Te lezen tekst:
++++++++++++++++++++

Onderdeel A.8 komt te luiden:

A.8. Het derde lid wordt vervangen door:

3. Voor de toepassing van deze wet geldt, in afwijking in zoverre van het eerste en het tweede lid en behoudens voor zover daarvan moet worden afgeweken ingevolge het elders in deze wet bepaalde, als belastingaanslag:

a. de belastingaanslag na toepassing van de ingevolge de Algemene wet inzake rijksbelastingen of enige andere wettelijke regeling betreffende de heffing van rijksbelastingen voorziene verrekeningen;

b. ingeval een aanslagbiljet naast een of meer belastingaanslagen als bedoeld in onderdeel a een of meer ingevolge het tweede lid, onderdeel c, met een belastingaanslag gelijkgestelde beschikkingen omvat: het gezamenlijke bedrag van de ingevolge de op het aanslagbiljet vermelde belastingaanslagen in te vorderen bedragen.

4. Ingeval het derde lid, aanhef en onderdeel b, toepassing vindt, worden de op het aanslagbiljet vermelde bestanddelen – wat belasting betreft na de in het derde lid, onderdeel a, bedoelde verrekening – tot een negatief bedrag geacht naar evenredigheid te zijn verrekend met de bestanddelen tot een positief bedrag en omgekeerd.

++++++++++++++++++++

Uit te voeren:
Vervolg de bovenstaande wetswijziging over het begrip belastingaanslag, aansluitend op de laatste zin.

[Een gegevensblok]

++++++++++++++++++++

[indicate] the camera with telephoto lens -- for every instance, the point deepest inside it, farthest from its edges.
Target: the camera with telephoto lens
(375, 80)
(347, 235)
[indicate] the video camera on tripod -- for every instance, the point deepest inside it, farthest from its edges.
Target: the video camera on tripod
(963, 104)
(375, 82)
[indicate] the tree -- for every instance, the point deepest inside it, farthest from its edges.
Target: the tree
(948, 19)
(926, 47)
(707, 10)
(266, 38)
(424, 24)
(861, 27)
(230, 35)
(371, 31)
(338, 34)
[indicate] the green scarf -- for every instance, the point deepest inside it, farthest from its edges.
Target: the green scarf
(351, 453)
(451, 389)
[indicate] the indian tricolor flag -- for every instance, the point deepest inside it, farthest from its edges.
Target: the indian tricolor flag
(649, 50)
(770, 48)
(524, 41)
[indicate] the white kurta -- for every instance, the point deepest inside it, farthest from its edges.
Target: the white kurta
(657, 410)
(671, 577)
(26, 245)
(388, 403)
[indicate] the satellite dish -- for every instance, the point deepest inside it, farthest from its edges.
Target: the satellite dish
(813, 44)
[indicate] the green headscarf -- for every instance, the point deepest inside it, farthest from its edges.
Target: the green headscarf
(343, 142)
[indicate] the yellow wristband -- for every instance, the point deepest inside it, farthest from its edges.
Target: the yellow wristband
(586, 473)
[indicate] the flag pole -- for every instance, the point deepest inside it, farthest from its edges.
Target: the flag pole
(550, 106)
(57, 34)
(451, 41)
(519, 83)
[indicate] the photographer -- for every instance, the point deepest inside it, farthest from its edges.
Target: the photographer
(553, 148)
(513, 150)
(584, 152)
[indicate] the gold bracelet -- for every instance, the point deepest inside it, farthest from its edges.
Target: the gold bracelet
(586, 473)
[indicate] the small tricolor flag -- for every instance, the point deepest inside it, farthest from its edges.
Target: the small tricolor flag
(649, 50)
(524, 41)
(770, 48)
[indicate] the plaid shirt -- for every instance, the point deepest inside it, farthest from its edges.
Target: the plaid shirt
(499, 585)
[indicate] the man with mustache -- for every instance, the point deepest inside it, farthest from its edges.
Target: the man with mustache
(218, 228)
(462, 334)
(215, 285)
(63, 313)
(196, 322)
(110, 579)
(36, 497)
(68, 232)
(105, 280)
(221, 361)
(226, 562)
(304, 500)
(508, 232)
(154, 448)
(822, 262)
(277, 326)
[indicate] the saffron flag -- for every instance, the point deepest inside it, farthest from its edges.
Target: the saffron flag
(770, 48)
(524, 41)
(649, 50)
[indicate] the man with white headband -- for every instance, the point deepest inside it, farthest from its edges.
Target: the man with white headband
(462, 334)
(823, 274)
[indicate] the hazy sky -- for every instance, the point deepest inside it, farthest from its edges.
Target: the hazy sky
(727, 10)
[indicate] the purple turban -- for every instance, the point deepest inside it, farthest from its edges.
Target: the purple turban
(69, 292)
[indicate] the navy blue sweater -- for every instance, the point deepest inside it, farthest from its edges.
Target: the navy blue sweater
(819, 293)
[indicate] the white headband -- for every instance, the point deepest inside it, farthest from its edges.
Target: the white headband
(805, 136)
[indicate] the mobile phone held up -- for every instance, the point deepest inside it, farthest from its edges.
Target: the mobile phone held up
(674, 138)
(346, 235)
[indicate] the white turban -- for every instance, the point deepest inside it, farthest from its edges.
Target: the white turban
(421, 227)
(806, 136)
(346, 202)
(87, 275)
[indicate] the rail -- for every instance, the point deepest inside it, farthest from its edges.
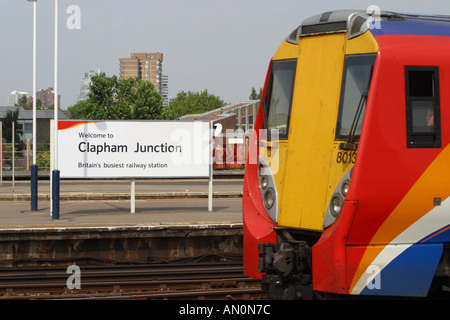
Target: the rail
(224, 280)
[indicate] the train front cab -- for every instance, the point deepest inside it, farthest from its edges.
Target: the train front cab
(356, 209)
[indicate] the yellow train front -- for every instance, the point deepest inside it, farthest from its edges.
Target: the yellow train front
(348, 176)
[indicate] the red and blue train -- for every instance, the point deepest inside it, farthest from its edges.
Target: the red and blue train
(347, 186)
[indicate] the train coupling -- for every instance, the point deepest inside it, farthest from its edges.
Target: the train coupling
(286, 268)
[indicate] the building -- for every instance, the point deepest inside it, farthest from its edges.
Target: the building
(47, 97)
(148, 67)
(85, 83)
(14, 97)
(233, 128)
(25, 122)
(165, 90)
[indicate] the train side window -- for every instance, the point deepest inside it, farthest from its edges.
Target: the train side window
(279, 96)
(422, 107)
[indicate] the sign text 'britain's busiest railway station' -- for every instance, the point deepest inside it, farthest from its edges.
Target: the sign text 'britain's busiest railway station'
(129, 149)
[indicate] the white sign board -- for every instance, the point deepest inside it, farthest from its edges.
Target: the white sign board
(131, 149)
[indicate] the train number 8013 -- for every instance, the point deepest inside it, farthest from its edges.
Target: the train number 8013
(346, 157)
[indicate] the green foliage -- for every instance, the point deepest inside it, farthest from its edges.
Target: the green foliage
(111, 98)
(10, 117)
(191, 103)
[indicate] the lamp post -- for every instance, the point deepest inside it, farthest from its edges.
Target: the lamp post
(55, 173)
(34, 166)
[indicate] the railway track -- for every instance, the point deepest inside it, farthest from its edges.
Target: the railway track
(150, 281)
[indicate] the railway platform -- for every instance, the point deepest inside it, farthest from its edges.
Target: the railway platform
(171, 222)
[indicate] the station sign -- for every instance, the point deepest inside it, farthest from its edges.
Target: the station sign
(133, 149)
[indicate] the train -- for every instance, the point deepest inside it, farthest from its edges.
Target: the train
(347, 182)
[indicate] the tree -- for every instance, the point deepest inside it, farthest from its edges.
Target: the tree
(254, 95)
(111, 98)
(191, 103)
(10, 117)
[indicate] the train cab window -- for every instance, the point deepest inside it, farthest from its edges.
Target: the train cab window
(279, 96)
(422, 107)
(355, 88)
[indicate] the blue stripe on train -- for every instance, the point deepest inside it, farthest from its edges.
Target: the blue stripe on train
(410, 274)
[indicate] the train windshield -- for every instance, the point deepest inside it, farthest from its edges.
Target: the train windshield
(355, 87)
(280, 96)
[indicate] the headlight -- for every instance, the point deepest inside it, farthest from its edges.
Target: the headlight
(344, 187)
(336, 204)
(264, 182)
(269, 198)
(337, 200)
(267, 189)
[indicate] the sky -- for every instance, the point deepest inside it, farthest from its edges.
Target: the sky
(223, 46)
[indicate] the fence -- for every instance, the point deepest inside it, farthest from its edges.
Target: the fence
(22, 157)
(229, 153)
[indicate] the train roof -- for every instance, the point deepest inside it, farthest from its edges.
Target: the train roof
(378, 23)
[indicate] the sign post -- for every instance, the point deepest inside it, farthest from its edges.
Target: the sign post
(135, 149)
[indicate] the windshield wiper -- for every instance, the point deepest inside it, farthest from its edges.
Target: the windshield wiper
(350, 143)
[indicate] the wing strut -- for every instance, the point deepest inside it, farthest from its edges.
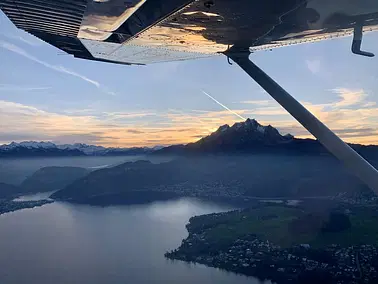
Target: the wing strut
(357, 164)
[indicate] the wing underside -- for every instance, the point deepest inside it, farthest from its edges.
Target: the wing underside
(146, 31)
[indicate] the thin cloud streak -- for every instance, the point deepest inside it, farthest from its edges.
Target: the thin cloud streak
(222, 105)
(15, 49)
(15, 88)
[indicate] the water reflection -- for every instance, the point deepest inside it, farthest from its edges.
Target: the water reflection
(65, 243)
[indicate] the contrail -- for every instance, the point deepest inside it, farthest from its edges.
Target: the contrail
(222, 105)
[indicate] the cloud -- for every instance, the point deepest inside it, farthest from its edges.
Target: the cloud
(351, 115)
(350, 97)
(29, 40)
(16, 88)
(314, 65)
(222, 105)
(15, 49)
(257, 102)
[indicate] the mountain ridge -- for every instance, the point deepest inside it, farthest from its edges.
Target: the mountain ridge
(34, 148)
(252, 137)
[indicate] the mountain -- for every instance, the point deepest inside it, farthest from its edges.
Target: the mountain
(252, 137)
(52, 178)
(8, 191)
(32, 148)
(241, 161)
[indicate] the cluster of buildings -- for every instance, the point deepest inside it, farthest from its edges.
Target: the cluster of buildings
(263, 259)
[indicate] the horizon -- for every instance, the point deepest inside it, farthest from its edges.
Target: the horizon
(50, 96)
(153, 146)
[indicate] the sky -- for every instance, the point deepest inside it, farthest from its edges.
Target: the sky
(47, 95)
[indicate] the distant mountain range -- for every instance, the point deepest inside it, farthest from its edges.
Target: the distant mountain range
(239, 161)
(32, 148)
(252, 137)
(241, 138)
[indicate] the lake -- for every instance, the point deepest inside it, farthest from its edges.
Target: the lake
(66, 243)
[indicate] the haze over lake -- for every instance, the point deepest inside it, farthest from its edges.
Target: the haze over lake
(65, 243)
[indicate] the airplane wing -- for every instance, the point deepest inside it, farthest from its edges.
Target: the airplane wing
(149, 31)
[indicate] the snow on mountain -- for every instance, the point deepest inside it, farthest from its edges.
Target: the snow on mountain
(90, 150)
(29, 145)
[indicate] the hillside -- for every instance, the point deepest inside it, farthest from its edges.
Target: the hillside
(52, 178)
(250, 137)
(49, 149)
(8, 191)
(238, 162)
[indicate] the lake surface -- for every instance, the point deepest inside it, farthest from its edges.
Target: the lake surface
(65, 243)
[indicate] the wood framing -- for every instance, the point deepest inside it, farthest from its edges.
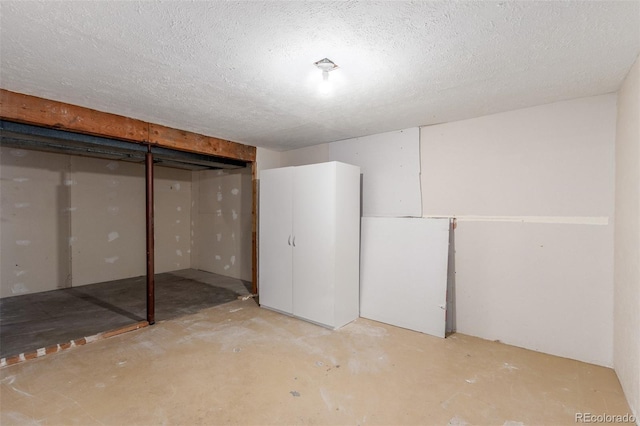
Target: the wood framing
(36, 111)
(47, 113)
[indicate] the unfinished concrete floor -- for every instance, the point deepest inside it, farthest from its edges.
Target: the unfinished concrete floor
(240, 364)
(34, 321)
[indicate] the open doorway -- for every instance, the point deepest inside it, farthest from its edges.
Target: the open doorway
(73, 236)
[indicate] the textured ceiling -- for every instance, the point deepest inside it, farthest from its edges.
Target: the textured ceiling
(244, 70)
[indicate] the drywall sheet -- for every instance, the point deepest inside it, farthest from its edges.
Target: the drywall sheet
(403, 272)
(221, 215)
(390, 167)
(545, 287)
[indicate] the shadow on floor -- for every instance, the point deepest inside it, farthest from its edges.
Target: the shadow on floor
(33, 321)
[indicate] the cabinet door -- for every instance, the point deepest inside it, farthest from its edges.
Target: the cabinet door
(276, 239)
(314, 213)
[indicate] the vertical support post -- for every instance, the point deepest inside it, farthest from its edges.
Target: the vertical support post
(150, 238)
(254, 228)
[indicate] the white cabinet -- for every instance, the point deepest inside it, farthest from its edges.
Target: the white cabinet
(309, 242)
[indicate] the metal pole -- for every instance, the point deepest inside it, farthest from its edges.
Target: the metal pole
(150, 240)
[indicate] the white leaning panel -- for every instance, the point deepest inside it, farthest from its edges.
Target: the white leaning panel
(403, 275)
(390, 166)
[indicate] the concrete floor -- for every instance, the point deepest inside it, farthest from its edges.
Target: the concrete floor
(240, 364)
(33, 321)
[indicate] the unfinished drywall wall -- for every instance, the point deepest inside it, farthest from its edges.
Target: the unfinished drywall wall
(108, 220)
(172, 198)
(221, 222)
(545, 283)
(34, 222)
(390, 167)
(627, 240)
(71, 220)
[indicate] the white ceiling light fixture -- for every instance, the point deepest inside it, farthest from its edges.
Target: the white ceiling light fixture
(325, 65)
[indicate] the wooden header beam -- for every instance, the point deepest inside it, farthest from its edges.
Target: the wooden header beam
(47, 113)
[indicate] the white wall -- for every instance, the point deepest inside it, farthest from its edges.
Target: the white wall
(627, 240)
(533, 190)
(221, 217)
(70, 220)
(34, 222)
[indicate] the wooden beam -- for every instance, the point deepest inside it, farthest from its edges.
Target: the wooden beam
(47, 113)
(194, 142)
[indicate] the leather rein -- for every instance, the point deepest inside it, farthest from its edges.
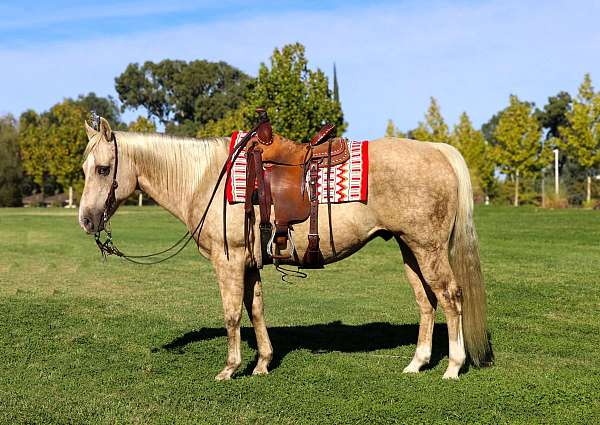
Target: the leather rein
(108, 247)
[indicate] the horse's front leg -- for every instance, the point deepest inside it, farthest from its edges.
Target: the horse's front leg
(230, 274)
(253, 300)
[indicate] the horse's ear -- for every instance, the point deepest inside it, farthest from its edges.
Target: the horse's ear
(105, 129)
(90, 131)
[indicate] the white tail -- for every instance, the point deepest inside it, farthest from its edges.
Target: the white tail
(464, 260)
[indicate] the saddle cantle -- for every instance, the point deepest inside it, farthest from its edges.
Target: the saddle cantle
(285, 175)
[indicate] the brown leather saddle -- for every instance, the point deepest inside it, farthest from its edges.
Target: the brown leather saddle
(277, 173)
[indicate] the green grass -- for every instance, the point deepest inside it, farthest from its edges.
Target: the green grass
(83, 340)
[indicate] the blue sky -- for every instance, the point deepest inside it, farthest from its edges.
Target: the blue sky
(391, 56)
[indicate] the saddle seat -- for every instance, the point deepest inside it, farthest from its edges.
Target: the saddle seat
(287, 164)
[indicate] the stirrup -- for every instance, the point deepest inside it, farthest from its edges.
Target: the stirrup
(290, 248)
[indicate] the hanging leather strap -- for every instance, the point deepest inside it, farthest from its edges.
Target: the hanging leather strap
(313, 258)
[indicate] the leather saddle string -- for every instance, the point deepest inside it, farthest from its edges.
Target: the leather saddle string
(109, 248)
(331, 242)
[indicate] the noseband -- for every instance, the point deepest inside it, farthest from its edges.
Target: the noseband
(107, 247)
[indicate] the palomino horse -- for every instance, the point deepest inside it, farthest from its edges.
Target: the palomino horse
(419, 193)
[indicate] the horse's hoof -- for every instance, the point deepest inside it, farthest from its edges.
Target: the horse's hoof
(411, 368)
(451, 375)
(260, 371)
(224, 375)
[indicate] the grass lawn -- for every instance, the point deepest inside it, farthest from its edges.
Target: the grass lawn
(86, 341)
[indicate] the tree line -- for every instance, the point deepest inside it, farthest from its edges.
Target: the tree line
(42, 152)
(518, 142)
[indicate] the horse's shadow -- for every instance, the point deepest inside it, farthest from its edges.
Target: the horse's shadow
(325, 338)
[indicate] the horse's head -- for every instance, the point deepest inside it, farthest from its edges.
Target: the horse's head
(104, 190)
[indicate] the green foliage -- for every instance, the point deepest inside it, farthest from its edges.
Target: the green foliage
(518, 135)
(11, 174)
(182, 95)
(554, 114)
(142, 125)
(434, 129)
(86, 341)
(105, 107)
(297, 99)
(581, 137)
(232, 121)
(518, 150)
(476, 151)
(52, 144)
(392, 131)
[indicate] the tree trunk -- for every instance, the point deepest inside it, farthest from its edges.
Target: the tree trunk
(589, 189)
(516, 200)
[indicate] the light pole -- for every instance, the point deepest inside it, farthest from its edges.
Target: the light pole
(555, 171)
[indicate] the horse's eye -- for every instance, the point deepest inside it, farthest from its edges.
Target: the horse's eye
(103, 170)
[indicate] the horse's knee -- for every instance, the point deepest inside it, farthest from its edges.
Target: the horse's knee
(232, 320)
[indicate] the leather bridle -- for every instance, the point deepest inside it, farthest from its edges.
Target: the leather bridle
(108, 247)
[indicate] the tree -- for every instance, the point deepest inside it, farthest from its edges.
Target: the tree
(554, 114)
(52, 144)
(182, 95)
(518, 150)
(582, 135)
(11, 173)
(142, 125)
(298, 100)
(32, 145)
(434, 129)
(392, 131)
(421, 133)
(475, 150)
(105, 107)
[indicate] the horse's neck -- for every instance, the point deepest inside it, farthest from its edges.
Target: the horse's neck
(178, 175)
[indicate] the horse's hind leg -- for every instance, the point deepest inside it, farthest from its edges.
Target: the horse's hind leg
(436, 270)
(427, 303)
(254, 306)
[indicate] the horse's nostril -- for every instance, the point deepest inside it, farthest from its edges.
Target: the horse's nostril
(87, 223)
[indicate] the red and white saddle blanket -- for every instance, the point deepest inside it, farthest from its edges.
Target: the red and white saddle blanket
(348, 181)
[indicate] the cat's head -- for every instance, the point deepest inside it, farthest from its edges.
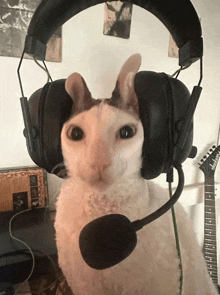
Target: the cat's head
(102, 141)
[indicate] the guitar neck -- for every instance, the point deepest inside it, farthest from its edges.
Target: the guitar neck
(210, 244)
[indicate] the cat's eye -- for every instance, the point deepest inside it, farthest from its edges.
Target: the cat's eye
(75, 133)
(127, 132)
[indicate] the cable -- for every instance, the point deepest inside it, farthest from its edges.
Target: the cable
(26, 245)
(170, 180)
(44, 68)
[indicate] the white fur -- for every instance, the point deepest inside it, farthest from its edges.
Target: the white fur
(105, 178)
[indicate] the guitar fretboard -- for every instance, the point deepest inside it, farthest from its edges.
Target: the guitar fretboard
(210, 244)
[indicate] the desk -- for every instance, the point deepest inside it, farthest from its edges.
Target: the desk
(35, 228)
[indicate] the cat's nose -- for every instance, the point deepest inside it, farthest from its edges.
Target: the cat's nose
(99, 157)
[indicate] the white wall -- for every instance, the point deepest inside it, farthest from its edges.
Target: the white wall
(98, 59)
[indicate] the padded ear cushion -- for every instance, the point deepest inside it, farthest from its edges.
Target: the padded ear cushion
(162, 101)
(50, 107)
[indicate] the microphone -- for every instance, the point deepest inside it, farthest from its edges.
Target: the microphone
(109, 239)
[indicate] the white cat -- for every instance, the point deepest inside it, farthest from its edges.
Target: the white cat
(102, 147)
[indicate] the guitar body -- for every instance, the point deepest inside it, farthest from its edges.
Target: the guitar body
(208, 166)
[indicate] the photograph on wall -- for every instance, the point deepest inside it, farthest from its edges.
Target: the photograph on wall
(117, 21)
(15, 16)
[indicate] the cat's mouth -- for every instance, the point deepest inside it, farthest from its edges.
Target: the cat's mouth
(100, 182)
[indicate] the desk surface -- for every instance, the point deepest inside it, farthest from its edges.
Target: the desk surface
(35, 228)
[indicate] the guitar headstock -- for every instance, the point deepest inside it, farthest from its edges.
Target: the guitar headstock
(209, 162)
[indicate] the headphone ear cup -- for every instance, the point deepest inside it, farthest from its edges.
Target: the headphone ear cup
(162, 102)
(49, 107)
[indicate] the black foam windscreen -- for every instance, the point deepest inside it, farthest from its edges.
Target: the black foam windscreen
(107, 241)
(179, 17)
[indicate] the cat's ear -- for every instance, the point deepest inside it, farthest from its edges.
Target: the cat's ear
(76, 87)
(124, 88)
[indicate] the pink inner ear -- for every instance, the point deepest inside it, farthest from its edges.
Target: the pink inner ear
(74, 86)
(124, 95)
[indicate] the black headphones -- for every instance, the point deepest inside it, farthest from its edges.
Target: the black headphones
(166, 106)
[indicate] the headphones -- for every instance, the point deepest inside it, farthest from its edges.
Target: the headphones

++++++++++++++++++++

Antwoord:
Onderdeel B komt te luiden:

B. In artikel 7, tweede lid, wordt «Toerekening van betalingen op een belastingaanslag geschiedt naar evenredigheid aan de enkelvoudige belasting, aan de heffingsrente, aan de revisierente, aan de compenserende interesten, aan de kosten van ambtelijke werkzaamheden, aan de administratieve boete, aan de toeslagen, aan de opcenten en aan de in de belasting begrepen verhogingen» vervangen door: Toerekening van betalingen op een belastingaanslag geschiedt, behoudens voorzover daarvan moet worden afgeweken ingevolge het elders in deze wet bepaalde, naar evenredigheid aan de belasting, aan de heffingsrente, aan de revisierente, aan de compenserende interesten, aan de kosten van ambtelijke werkzaamheden, aan de bestuurlijke boeten, aan de toeslagen en aan de opcenten.

Onderdeel D komt te luiden:

D. In artikel 10, derde lid, wordt «artikel 2, derde lid,» vervangen door «artikel 2, tweede lid, onderdeel c,» en wordt «een administratieve boete» vervangen door «een bestuurlijke boete als bedoeld in hoofdstuk 5 van de Douanewet».

De onderdelen F, G, H en L vervallen.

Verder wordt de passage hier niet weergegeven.